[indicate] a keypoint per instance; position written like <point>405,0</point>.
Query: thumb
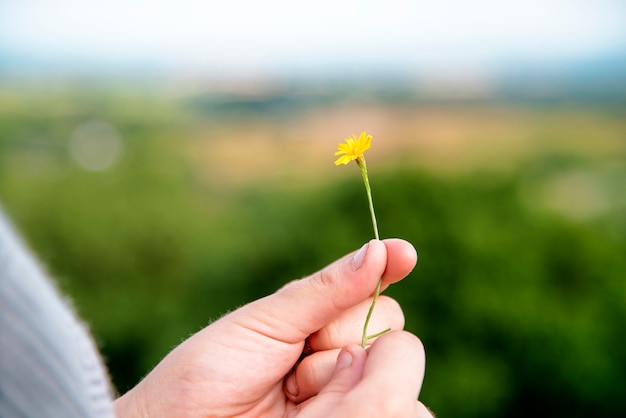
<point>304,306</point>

☆ ☆ ☆ ☆

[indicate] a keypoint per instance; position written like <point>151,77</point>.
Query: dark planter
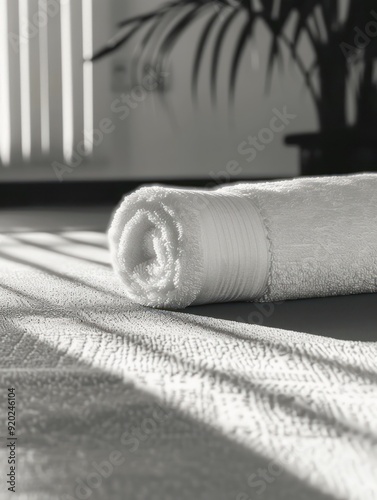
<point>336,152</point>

☆ ☆ ☆ ☆

» What the task asks
For the string "position", go line by line through the material and copy every line that has it.

» Answer box
[indicate] a keypoint per instance; position written like <point>405,0</point>.
[indicate] a keypoint per instance; position written like <point>151,77</point>.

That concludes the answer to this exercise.